Work task. Would you please repeat the material exactly, from the first line to the last?
• • • • • • •
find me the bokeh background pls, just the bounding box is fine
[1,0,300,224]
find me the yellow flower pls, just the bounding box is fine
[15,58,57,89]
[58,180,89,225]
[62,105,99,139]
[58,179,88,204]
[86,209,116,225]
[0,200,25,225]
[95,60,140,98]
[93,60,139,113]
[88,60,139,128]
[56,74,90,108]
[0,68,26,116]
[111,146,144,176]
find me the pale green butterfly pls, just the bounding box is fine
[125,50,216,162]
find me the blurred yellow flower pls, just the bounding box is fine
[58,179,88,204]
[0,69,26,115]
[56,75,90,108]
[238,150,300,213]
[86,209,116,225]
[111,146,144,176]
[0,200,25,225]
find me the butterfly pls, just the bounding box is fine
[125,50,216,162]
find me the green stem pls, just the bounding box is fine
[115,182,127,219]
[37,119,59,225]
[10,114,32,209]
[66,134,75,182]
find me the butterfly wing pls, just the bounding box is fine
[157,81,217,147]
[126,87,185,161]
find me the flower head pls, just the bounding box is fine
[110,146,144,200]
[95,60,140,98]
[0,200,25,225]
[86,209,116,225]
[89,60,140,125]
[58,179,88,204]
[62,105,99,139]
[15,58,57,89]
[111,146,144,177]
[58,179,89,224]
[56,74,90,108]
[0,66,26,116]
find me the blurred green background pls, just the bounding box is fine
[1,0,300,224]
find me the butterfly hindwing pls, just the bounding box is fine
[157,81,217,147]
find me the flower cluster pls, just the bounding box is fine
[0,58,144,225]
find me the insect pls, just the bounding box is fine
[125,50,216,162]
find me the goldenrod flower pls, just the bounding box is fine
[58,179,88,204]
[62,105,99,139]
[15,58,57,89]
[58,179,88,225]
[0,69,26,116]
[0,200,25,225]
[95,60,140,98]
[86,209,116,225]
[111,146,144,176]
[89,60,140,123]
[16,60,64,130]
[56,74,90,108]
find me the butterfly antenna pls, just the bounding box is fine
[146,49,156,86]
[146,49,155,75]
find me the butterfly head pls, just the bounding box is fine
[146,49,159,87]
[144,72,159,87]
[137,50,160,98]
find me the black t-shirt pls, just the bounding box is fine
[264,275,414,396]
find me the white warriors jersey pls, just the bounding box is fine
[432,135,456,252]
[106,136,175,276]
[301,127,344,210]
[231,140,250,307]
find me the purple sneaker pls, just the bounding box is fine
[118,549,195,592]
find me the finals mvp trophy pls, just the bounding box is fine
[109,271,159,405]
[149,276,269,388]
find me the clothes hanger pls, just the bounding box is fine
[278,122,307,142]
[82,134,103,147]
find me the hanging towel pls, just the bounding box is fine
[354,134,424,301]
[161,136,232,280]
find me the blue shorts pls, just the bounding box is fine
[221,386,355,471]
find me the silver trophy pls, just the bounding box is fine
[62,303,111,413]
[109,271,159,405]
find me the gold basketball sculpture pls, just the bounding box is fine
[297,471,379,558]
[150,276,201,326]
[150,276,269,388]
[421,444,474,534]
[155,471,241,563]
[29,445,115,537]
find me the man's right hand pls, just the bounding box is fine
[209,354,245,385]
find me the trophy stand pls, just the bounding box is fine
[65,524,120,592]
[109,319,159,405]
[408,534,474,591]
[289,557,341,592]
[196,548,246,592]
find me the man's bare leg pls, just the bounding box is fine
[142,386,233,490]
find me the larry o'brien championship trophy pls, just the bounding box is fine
• • • • • • •
Output of the exercise.
find me the bokeh background pls, just the bounding box is fine
[1,0,300,224]
find me the yellow flower pls, just the bounding box is fine
[15,58,57,89]
[58,180,89,225]
[62,105,99,139]
[58,179,88,204]
[86,209,116,225]
[0,200,25,225]
[95,60,140,98]
[93,60,139,113]
[88,60,139,128]
[56,74,90,108]
[0,68,26,116]
[111,146,144,176]
find me the pale green butterfly pls, just the bounding box is fine
[125,50,216,162]
find me the blurred yellow flower pls, just the bounding box is fine
[58,179,88,204]
[0,69,26,115]
[56,75,90,108]
[238,150,300,213]
[86,209,116,225]
[111,146,144,176]
[0,200,25,225]
find me the butterfly pls, just the bounding box is fine
[125,50,216,162]
find me the green stem pls, just the bounding box is fine
[115,182,127,219]
[37,119,59,225]
[10,114,32,209]
[66,134,75,182]
find me the butterfly wing pls, just the bounding box is fine
[157,81,217,147]
[126,87,185,161]
find me the flower head pls, just the bounding box is fine
[110,146,144,200]
[95,60,140,98]
[0,200,25,225]
[86,209,116,225]
[89,60,140,125]
[58,179,88,204]
[62,105,99,139]
[15,58,57,89]
[111,146,144,177]
[58,179,89,224]
[56,74,90,108]
[0,66,26,116]
find me the blurred green background pls, just the bounding box is fine
[1,0,300,224]
find me the butterfly hindwing pls, just the bounding box is fine
[157,81,217,147]
find me the flower cluster pls, just the bounding box is fine
[0,58,144,225]
find me the insect pls, just the bounding box is fine
[125,50,216,162]
find me the goldenrod flower pls, just the bounding box is fine
[58,179,88,204]
[62,105,99,139]
[15,58,57,89]
[58,179,88,225]
[0,69,26,116]
[0,200,25,225]
[95,60,140,98]
[86,209,116,225]
[111,146,144,176]
[89,60,140,123]
[16,60,64,130]
[56,74,90,108]
find me the butterfly antenna pls, just the bounding box is fine
[146,49,156,86]
[146,49,155,75]
find me the butterfly head pls, just the bounding box is fine
[146,49,159,87]
[144,72,159,87]
[137,50,160,98]
find me the black t-shirt pls, just the bounding box is fine
[264,275,414,396]
find me the white warriors jersey pls, just the bounding box is fine
[432,135,456,252]
[106,136,175,276]
[301,127,344,210]
[231,140,250,307]
find me the purple sneaker pls, just the bounding box is fine
[118,549,195,592]
find me the finals mvp trophy pls, just the bounding box is fine
[109,271,159,405]
[149,276,269,388]
find me the clothes hanger pls, just the bounding box is fine
[278,122,307,142]
[82,134,103,147]
find me the hanging towel pls, just the bounding box is fine
[354,134,424,301]
[161,136,232,280]
find me the blue shorts pls, just the bounding box is fine
[221,386,355,471]
find me the silver trophy pls, just the bounding box is fine
[62,303,111,413]
[109,271,159,405]
find me the gold basketball sculpture pls, just the bounding box is fine
[297,471,379,558]
[150,276,201,326]
[150,276,269,388]
[421,444,474,534]
[155,471,241,563]
[29,445,115,537]
find me the man's right hand pls, just the bounding box is fine
[209,354,245,385]
find me the trophy stand pls, just the bounding box is fine
[65,524,120,592]
[109,319,159,405]
[408,534,474,591]
[289,557,341,592]
[196,548,246,592]
find me the man's bare leg pls, just the bounding box is fine
[142,386,233,490]
find me the larry o'brien championship trophy pls, just the bounding box is fine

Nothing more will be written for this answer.